### Written exercise
Copy out the records from the start through the line that contains "[1139, 121]", putting "marker" wherever "keypoint" appears and changing nothing else.

[Named object pointing records]
--- Start ---

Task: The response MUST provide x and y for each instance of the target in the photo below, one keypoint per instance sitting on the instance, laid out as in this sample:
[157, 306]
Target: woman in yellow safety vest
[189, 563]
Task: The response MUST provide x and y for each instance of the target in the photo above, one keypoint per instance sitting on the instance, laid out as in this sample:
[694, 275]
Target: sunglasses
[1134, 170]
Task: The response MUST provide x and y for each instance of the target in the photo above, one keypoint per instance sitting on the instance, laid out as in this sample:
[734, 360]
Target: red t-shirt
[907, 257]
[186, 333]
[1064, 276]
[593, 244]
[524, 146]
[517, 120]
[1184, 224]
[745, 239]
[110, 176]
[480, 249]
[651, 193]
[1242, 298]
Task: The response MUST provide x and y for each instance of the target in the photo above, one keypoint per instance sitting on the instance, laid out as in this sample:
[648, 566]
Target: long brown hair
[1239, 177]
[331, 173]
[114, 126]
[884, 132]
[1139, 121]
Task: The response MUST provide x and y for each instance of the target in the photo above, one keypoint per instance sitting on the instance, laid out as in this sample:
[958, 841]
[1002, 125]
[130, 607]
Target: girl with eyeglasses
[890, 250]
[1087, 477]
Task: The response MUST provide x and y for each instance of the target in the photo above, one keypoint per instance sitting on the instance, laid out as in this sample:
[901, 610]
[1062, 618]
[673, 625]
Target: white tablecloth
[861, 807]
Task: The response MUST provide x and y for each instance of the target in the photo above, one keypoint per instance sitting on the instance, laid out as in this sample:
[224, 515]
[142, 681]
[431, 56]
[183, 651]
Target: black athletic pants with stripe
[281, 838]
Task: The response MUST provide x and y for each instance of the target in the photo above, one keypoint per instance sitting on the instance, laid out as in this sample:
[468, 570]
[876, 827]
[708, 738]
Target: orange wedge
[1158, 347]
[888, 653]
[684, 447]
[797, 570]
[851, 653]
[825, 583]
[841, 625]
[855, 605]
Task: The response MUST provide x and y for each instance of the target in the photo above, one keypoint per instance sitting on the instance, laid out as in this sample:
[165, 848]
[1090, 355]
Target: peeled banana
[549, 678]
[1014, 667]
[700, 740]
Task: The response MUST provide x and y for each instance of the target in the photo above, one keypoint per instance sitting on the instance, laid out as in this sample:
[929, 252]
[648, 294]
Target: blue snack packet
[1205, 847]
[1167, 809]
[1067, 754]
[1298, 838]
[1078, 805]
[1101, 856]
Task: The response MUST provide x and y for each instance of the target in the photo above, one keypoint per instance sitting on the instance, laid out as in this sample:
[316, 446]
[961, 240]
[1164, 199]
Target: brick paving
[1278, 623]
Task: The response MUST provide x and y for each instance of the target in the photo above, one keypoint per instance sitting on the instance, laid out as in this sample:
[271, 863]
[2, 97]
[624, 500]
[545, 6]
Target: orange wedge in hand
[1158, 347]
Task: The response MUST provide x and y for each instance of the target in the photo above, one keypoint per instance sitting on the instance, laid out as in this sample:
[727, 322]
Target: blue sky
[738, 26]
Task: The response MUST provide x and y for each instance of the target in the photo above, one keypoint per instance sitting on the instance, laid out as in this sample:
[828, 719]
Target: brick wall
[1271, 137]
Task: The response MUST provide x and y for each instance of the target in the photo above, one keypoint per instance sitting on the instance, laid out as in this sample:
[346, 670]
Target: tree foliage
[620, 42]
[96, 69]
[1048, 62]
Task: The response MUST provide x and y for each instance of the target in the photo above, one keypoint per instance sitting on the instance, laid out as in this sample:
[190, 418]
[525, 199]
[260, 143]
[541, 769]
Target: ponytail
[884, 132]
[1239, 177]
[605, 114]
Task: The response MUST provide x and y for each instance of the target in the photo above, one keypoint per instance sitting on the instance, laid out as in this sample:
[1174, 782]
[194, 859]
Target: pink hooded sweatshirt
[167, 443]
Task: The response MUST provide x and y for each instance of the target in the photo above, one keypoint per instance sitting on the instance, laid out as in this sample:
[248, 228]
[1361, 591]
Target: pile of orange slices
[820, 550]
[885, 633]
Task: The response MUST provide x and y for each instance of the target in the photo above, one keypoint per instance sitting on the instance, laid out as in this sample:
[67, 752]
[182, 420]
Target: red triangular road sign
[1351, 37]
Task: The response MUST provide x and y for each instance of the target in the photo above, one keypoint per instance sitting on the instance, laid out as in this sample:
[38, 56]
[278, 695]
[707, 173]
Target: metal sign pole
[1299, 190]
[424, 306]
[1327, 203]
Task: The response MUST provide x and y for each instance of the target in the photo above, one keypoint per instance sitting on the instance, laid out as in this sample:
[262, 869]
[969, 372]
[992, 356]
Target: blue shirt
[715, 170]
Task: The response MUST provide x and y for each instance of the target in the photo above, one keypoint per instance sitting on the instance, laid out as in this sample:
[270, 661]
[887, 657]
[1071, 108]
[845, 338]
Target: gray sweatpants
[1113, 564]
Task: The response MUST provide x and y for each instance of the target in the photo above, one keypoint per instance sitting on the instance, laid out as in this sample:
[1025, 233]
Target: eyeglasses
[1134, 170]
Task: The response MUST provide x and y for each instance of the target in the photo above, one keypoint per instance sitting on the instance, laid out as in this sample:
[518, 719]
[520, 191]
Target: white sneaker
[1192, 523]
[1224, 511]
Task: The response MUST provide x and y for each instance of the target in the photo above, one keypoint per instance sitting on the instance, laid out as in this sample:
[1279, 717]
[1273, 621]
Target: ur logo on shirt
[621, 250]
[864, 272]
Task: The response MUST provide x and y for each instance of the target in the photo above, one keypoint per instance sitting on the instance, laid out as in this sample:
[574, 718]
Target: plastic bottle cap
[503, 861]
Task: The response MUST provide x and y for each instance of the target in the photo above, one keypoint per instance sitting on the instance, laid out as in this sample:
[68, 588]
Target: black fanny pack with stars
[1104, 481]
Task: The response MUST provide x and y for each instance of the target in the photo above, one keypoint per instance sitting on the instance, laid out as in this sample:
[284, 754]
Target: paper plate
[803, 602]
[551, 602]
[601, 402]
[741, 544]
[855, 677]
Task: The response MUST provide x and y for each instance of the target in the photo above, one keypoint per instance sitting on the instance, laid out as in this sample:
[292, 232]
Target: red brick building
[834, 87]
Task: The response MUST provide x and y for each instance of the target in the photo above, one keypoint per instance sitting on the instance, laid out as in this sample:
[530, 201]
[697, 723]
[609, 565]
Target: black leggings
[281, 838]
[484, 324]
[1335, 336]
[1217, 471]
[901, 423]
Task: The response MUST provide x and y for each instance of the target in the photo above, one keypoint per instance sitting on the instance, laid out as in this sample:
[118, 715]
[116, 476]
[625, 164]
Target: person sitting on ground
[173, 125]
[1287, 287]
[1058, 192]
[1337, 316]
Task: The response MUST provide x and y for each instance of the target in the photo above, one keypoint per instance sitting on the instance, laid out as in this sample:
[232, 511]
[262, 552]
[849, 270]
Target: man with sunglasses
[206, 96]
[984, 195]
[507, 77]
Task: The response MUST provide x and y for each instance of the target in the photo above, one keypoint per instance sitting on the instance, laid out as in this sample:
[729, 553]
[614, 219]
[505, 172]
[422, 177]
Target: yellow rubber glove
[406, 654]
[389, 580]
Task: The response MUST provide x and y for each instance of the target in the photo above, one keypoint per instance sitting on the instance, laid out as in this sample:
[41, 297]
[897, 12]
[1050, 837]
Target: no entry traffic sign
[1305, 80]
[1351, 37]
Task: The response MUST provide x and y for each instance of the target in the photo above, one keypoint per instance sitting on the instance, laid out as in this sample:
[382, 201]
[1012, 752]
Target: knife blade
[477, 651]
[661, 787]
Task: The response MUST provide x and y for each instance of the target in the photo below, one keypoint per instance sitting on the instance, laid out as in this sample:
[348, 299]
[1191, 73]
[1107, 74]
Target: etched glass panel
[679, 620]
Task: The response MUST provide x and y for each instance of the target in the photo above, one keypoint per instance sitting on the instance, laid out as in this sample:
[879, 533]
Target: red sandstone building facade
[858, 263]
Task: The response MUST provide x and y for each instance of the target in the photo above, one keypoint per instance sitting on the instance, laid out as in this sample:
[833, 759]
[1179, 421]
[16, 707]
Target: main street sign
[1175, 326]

--- End ---

### Worked solution
Task: The response MUST provide x and y for each instance of the target in the photo below, one marker per instance sitting on the instance, laid out as in this sample:
[157, 306]
Target: woman in yellow safety vest
[189, 563]
Task: The response MUST provide x and y for each instance of the target in the photo above, one marker per instance sitting on the instance, laid out as in this sample:
[694, 275]
Target: sunglasses
[1134, 170]
Task: The response MUST provide x and y for each instance of the target in the photo above, one marker per instance sitting on the instance, laid out as in this sample:
[734, 360]
Target: red t-shirt
[907, 257]
[186, 333]
[1064, 276]
[593, 244]
[524, 146]
[517, 120]
[1184, 224]
[745, 239]
[110, 176]
[480, 249]
[651, 193]
[1242, 298]
Task: The response MUST provide x and y for each instance of the target in the photo above, one marker per instance sitting on the instance, laid out as in this sample:
[648, 566]
Target: long brown hair
[1239, 177]
[331, 173]
[114, 126]
[884, 132]
[1139, 121]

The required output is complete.